Direction: Rewrite every line of the data below, substituting "label" for each occurrence of "query" and keeping everything else the same.

··· Task material

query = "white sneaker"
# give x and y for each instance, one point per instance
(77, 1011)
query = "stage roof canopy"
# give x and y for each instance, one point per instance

······

Response to this exercise:
label = "white sneaker"
# give x and y for each instance, one point per instance
(77, 1011)
label = "stage roof canopy"
# give x and y for each instance, one point per instance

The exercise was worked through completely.